## TASK SET
(1) Reproduce the stretch of the article on Tandra Taylor's Juneteenth podcast appearance from "Taylor, an assistant" through "history and culture.", word for word.
(2) Continue the article on Tandra Taylor's Juneteenth podcast appearance from the point where it stops.

━━━━━ DOCUMENT PASSAGE

SIUE’s Dr. Tandra Taylor Makes Her Debut on Emmy-nominated “Listen, St. Louis with Carol Daniel” Nine PBS Juneteenth Special

During the recent recording of “Listen, St. Louis with Carol Daniel,” an Emmy-nominated PBS podcast produced by St. Louis broadcast station Nine PBS, Southern Illinois University Edwardsville’s Tandra Taylor, PhD, appeared as a guest expert on African American culinary history. Host Carol Daniel featured Taylor on a special Juneteenth broadcast set to debut on Thursday, June 19. The show was recorded in front of a live audience on location in St. Louis at the Missouri History Museum.
Daniel introduced, as she described, a soul-stirring discussion to mark the 160 years since the last enslaved persons in the United States learned of their freedom.
“Tonight, we're going to focus on three aspects of life for the formerly enslaved, starting with the immediate aftermath, and then how more and more African Americans are doing the research to determine their ancestry beyond slavery,” said Daniel. “We will conclude our conversation with a delicious talk about food. Food as sustenance, food as cultural impact, and food as resistance by and for those who came out of slavery.”
Taylor, an assistant professor in SIUE’s Department of History and SIUE's Interim Director of the Institute for Community Justice and Racial Equity (ICJRE) at the Southwestern Illinois Justice and Workforce Development Center on SIUE’s Belleville campus, contributed to the broadcast as an expert on African American food traditions. Taylor’s research on early 20th century Black women, education, and labor fuels her expertise on Black food history and culture.

━━━━━━━━━━
━━━━━ INFORMATION SHOWN

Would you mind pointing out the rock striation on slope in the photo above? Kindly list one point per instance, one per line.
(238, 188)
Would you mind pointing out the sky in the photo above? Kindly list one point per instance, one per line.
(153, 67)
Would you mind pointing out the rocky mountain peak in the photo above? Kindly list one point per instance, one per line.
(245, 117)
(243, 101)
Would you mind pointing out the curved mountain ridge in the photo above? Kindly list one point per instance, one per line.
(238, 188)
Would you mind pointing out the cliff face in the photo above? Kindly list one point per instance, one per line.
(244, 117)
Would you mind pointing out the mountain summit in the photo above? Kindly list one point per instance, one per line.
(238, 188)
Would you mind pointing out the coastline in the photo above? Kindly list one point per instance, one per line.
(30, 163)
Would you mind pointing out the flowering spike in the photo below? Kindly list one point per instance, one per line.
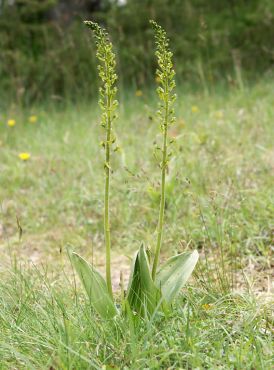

━━━━━━━━━━

## WRITTEN RESPONSES
(1)
Taylor, an assistant professor in SIUE’s Department of History and SIUE's Interim Director of the Institute for Community Justice and Racial Equity (ICJRE) at the Southwestern Illinois Justice and Workforce Development Center on SIUE’s Belleville campus, contributed to the broadcast as an expert on African American food traditions. Taylor’s research on early 20th century Black women, education, and labor fuels her expertise on Black food history and culture.

(2)
“My research focuses on Black women, their pursuit of higher education, and their identities,” said Taylor. “The ways in which late 19th and early 20th centuries Black women shape their identities are linked to food. Their work is linked to food, whether as agricultural workers or domestics, like a cook or a maid.”
“While still enslaved, many Africans were allowed to have gardens and supplemented the rations that they received of cornmeal and salt pork. Generally, they further varied those meager staples by fishing, foraging, and hunting,” added Taylor.
In addition to talking about how resourceful enslaved communities were with the staples of cornmeal, pork, cabbage, greens, okra and other food traditions, Taylor explored the lives of post-Emancipation Black women, many of whom as newly freed persons had to still live in the same home as their form enslavers turned employers. With little privacy and chastised for their pursuit of education and more realistic wages, culinary creativity may have been a form of escape.
“It’s not just food to eat,” Daniel commented. “It’s food to heal.”
Taylor continued the thought: “Food to eat, food to heal, food as a pathway to entrepreneurship.”
Taylor regaled the audience with stories of pioneering chefs, such as Malinda Russell, author of the first published African American cookbook that was written by an African American woman. “A Domestic Cook Book” was published in 1866.
Daniel’s hour-long format guided listeners through fascinating topics, even covering “The Grit Debate,” the recent pop culture debate involving the seasoning of grits. Taylor, by the way, errs on the side of sugarless grits.
Other distinguished guests on the program included Cicely Hunter, the Public Historian for the Missouri Historical Society’s African American History Initiative and Linda Simms, President of the St. Louis African American History and Genealogy Society.
“I think that the relationship between Black food and Black joy and Black creativity and Black resilience has been inextricably linked since we left the shores of West Africa,” said Taylor. “Food creation is an unrestricted space where Black folks were able to create something out of nothing, so it's a constant reminder that we became so good at creating something in a very terrible time in our history.”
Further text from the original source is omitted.